__Work instructions__:
1. Name every person the mailing-list exchange about corrected memory errors mentions by name.
2. Carry on the mailing-list exchange about retiring memory pages after corrected errors, starting right after its final sentence.

__Source passage__:
★ ★ ★ ★
Matthew Wilcox <matthew@....cx> writes:

> On Sat, Jul 19, 2008 at 12:37:11PM +0200, Andi Kleen wrote:
>> Russ Anderson <rja@....com> writes:
>> 
>> > [PATCH 0/2] Migrate data off physical pages with corrected memory errors (Version 7)
>> 
>> FWIW I discussed this with some hardware people and the general
>> opinion was that it was way too aggressive to disable a page on the
>> first corrected error like this patchkit currently does.  
>
> I think it's reasonable to take a page out of service on the first error.
> Then a user program needs to be notified of which bit is suspected.
> It can then subject that page to an intense set of tests (I'd start
> by stealing the ones from memtest86+) and if no more errors are found,
> it could return the page to service.
★ ★ ★ ★
__Extracted material__:
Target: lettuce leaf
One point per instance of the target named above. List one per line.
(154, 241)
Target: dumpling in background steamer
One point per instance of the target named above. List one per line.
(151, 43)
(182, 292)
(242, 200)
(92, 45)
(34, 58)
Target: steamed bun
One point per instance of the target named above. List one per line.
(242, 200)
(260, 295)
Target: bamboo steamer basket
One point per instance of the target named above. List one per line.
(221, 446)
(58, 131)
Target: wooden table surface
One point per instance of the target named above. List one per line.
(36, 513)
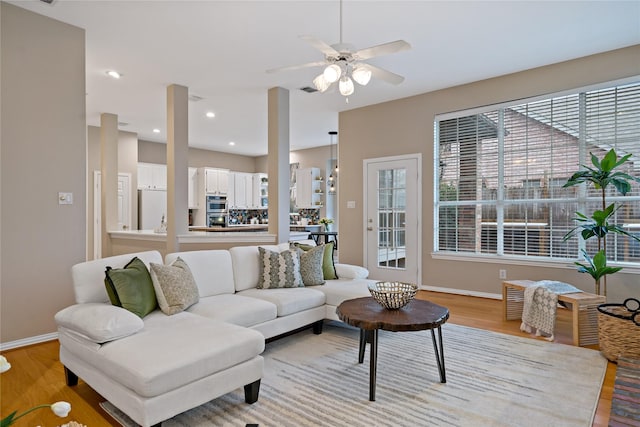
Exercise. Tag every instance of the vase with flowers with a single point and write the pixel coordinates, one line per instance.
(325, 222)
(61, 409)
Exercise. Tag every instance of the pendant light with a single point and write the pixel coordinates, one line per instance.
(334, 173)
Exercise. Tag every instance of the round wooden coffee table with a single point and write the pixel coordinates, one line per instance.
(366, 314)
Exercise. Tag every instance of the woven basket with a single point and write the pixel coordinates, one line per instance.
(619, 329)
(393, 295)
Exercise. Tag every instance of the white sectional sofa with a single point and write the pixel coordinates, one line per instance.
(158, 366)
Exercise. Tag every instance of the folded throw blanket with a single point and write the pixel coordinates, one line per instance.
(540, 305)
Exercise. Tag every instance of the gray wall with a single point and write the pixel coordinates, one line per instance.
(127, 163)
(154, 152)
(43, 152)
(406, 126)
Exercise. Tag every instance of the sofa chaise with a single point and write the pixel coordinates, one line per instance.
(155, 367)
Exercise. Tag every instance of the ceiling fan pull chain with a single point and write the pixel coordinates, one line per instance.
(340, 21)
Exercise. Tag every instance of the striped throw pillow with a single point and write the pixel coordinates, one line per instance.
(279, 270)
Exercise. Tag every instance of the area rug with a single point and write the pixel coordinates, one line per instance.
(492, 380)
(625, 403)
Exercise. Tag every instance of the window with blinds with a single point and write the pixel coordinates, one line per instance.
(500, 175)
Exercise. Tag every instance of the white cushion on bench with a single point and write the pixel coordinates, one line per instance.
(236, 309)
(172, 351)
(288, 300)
★ ★ ★ ★
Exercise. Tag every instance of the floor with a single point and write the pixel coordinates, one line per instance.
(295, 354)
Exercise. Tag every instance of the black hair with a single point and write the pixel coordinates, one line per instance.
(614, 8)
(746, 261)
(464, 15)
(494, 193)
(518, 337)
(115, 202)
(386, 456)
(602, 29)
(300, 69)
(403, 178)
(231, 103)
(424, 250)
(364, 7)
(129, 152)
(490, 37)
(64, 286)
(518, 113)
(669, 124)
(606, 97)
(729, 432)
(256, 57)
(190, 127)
★ ★ ★ ★
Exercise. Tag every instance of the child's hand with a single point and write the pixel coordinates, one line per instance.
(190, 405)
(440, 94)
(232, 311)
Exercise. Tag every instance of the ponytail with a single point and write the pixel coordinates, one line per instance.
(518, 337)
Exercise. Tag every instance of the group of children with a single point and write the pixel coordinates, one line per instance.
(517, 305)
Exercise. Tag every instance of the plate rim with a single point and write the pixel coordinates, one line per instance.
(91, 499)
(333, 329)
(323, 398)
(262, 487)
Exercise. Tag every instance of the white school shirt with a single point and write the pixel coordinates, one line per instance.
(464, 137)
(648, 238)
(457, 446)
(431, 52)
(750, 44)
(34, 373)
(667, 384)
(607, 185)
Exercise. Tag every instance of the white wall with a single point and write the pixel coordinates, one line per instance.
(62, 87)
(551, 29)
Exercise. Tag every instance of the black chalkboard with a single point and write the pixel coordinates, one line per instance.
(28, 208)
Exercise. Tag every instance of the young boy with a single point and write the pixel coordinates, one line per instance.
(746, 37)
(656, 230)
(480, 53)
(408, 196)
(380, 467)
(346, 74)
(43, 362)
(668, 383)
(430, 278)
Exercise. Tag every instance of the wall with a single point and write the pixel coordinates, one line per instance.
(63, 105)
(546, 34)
★ ★ ★ ★
__Answer set__:
1. Matthew Wilcox, Andi Kleen, Russ Anderson

2.
That would only really help if really only parts of that specific page
is corrupted.  But my understanding is that DIMM failures usually
cluster in larger units (channels, DIMMs, memory chips on them, banks
inside the chips etc., all far larger than a 4K page)

So to do your proposal you would need to do this on the units of whole
DIMMs or at least their pages, otherwise it is somewhat
pointless. Since the memory systems typically interleave this would
likely need to be done on multiple DIMMs, potentially covering a large
memory area.

In the end you'll end up with most of the mess of memory hot unplug
because the more memory is affected the more likely it is 
some unmoveable kernel data is affected.